PAGE TEXT:
#####
After you've finished the groundwork, start laying bricks to good coverage. Follow the trail of money wherever it leads you, in and out of the hospital.
Hunt down financial filings, at state agencies for for-profit hospitals and the aforementioned Form 990s for nonprofit hospitals. You can also go online at Guidestar.org for those 990s. Hunker down with Medicare Cost Reports, and if necessary, draft the help of an accountant to go through those line by line. Hallam said when she started her beat, she rang up a competing hospital and asked for a working lunch on background to learn those Cost Reports.
Check out state inspection surveys and federal accreditation records from the Joint Commission on Accreditation of Healthcare Organizations. Make sure hospitals are performing up to standards they promised when they signed those dotted lines. Hospital quality studies and Web sites such as Hospital Compare can nudge you in the right direction. (In fact, the latter has quite conveniently just released a transcript and materials from its last briefing on April 11.)
"Certainly, reporters need to be evaluating the kind of products and services hospitals put out," says Trudy Lieberman, AHCJ president and director of the Center for Consumer Health Choices at Consumers Union. "Because hospitals are looked at as wearing white hats and as good guys, reporters tend not to look very skeptically at them."
Especially, she adds, when it comes to charity care. Hospitals may play the benefactor when treating poor patients, but behind closed doors, some switch garb to grubby money-collectors. "A lot of hospitals are pretty nasty about collecting debt from people who don't have a dime," Lieberman says.
Keep an eye on when the Centers for Medicare & Medicaid Services, the federal overseer of those programs, changes the rates they pay hospitals for those services. Check with state agencies that control rates for Medicaid. See what extra tasks the government may be paying hospitals to do, whether training doctors or treating an inordinate number of poor patients.
At 42 million Medicare patients and 50 million Medicaid patients, the population is way too large to ignore the flow of dollars.
#####
Records drawn from a dataset
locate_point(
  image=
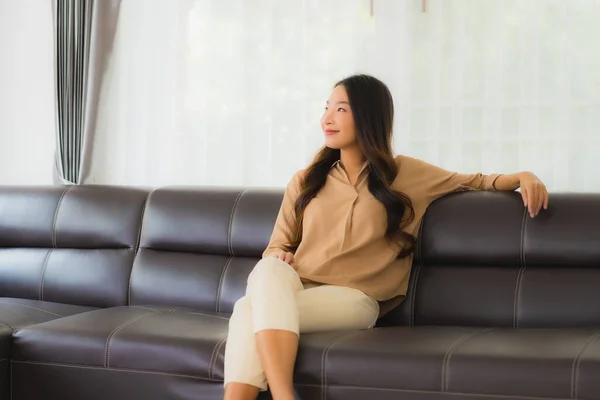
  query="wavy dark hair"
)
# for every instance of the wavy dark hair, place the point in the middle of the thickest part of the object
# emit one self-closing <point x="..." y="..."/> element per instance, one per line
<point x="373" y="110"/>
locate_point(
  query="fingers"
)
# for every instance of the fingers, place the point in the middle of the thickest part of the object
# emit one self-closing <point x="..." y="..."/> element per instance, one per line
<point x="534" y="198"/>
<point x="533" y="201"/>
<point x="289" y="258"/>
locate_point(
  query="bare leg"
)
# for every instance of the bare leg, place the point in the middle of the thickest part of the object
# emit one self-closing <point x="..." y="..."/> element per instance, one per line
<point x="240" y="391"/>
<point x="277" y="350"/>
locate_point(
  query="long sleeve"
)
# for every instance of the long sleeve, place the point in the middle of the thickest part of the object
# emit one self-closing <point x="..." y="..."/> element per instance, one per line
<point x="286" y="225"/>
<point x="437" y="182"/>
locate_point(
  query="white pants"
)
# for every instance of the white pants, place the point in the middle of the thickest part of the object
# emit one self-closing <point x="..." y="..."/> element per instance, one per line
<point x="277" y="299"/>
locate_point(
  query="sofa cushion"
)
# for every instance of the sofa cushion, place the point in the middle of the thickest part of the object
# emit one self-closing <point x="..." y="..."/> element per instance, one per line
<point x="168" y="340"/>
<point x="69" y="244"/>
<point x="19" y="313"/>
<point x="502" y="362"/>
<point x="16" y="314"/>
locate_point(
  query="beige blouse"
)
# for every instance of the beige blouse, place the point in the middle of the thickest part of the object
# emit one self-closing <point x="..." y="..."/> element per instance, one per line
<point x="343" y="239"/>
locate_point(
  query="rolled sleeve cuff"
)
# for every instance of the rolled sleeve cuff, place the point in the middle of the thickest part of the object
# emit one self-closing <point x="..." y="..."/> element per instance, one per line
<point x="489" y="181"/>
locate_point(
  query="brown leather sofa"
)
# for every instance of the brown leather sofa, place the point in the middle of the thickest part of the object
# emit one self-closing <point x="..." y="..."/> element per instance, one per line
<point x="123" y="293"/>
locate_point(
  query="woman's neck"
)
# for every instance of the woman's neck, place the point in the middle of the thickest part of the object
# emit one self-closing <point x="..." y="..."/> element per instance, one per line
<point x="352" y="160"/>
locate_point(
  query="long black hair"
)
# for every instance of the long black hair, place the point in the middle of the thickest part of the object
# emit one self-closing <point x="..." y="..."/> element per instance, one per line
<point x="373" y="110"/>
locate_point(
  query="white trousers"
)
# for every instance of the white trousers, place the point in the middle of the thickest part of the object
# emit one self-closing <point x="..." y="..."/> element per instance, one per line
<point x="276" y="299"/>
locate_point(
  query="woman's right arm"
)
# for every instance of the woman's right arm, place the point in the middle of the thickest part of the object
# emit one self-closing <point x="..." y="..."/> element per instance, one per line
<point x="286" y="226"/>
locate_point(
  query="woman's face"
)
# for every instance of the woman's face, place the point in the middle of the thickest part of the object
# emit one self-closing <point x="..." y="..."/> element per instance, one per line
<point x="337" y="121"/>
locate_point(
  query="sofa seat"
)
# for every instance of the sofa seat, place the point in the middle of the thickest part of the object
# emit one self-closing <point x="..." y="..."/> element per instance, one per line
<point x="160" y="352"/>
<point x="16" y="314"/>
<point x="435" y="362"/>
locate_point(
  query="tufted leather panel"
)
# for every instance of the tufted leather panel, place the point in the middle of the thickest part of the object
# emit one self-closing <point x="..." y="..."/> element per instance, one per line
<point x="175" y="341"/>
<point x="71" y="245"/>
<point x="486" y="268"/>
<point x="453" y="361"/>
<point x="198" y="246"/>
<point x="485" y="262"/>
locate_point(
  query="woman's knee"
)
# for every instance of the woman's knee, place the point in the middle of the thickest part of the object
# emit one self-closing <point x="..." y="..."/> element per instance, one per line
<point x="271" y="270"/>
<point x="242" y="310"/>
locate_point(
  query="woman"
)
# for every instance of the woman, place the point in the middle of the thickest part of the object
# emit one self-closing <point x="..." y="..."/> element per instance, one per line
<point x="341" y="250"/>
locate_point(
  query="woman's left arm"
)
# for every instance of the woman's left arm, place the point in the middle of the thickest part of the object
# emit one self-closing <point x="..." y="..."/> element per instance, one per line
<point x="533" y="191"/>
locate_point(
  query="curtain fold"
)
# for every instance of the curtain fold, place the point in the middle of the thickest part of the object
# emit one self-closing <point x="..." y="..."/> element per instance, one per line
<point x="83" y="36"/>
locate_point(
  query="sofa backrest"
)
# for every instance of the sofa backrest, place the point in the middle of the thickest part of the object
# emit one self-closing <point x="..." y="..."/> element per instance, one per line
<point x="71" y="244"/>
<point x="482" y="261"/>
<point x="198" y="246"/>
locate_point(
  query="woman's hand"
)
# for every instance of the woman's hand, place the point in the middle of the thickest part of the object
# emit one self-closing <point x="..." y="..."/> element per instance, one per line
<point x="534" y="193"/>
<point x="285" y="256"/>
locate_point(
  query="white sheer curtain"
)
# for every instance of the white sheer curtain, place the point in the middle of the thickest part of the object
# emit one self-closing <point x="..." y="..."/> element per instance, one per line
<point x="213" y="92"/>
<point x="26" y="93"/>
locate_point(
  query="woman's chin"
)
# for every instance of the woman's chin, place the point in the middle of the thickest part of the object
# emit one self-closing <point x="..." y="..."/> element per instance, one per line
<point x="332" y="144"/>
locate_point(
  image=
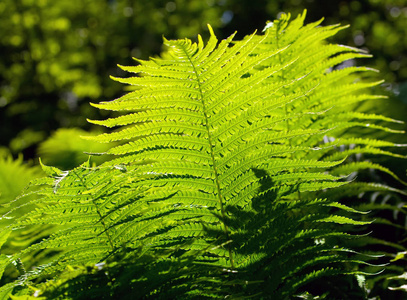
#####
TASKS:
1. Answer these from the hospital-beat article:
(a) Which website does the hospital-beat article name as an online source for Form 990s?
(b) Who is identified as AHCJ president?
(c) How many Medicaid patients does the hospital-beat article cite?
2. Quote the hospital-beat article between "Keep an eye" and "flow of dollars.", inclusive.
3. Extend the hospital-beat article, picking up after its final sentence.
These records have no connection to the hospital-beat article.

EXERCISE RESPONSES:
1.
(a) Guidestar.org
(b) Trudy Lieberman
(c) 50 million

2.
Keep an eye on when the Centers for Medicare & Medicaid Services, the federal overseer of those programs, changes the rates they pay hospitals for those services. Check with state agencies that control rates for Medicaid. See what extra tasks the government may be paying hospitals to do, whether training doctors or treating an inordinate number of poor patients.
At 42 million Medicare patients and 50 million Medicaid patients, the population is way too large to ignore the flow of dollars.

3.
Then, Hallam says, check out the flow heading the other way. Hospitals lean heavily on government funding, so they'll also spend a few bucks on lobbying legislators. How much, you ask? Well, head to a handy Web site, Politicalmoneyline.com to find out. Its database of campaign contributions is searchable by hospital CEO names.
Search for your community's largest employer, when it's not the hospital itself. Follow the negotiations between that employer's health plan provider and the hospitals. What's included and, more importantly, not included for a healthy chunk of your area's workers?
Look beyond the CEO for sources. A hospital's biggest expense is its labor -- tap into that. Get to know nurses, doctors and union leaders, who can hopefully slip you more scoops than the board members would like. "Doctors are another source of dirt because they're often at odds with hospital management," Hallam says.
Lieberman suggests scoping out accountants and lawyers who can put a hospital's balance sheets into context. And head to patient advocacy groups to find a hospital's financial sticking points -- and real people truly stuck because of them.
Finally, don't overlook competitors. Forget dirt, they've got certified mud on each other's hospital finances. They compete for money to offer specialized care like obstetrics or cardiology, what they appropriately -- but somewhat secretly -- call "lines of business."
So at least within their own inner circles, hospitals have identified what they do as business. Now reporters just need to jump aboard.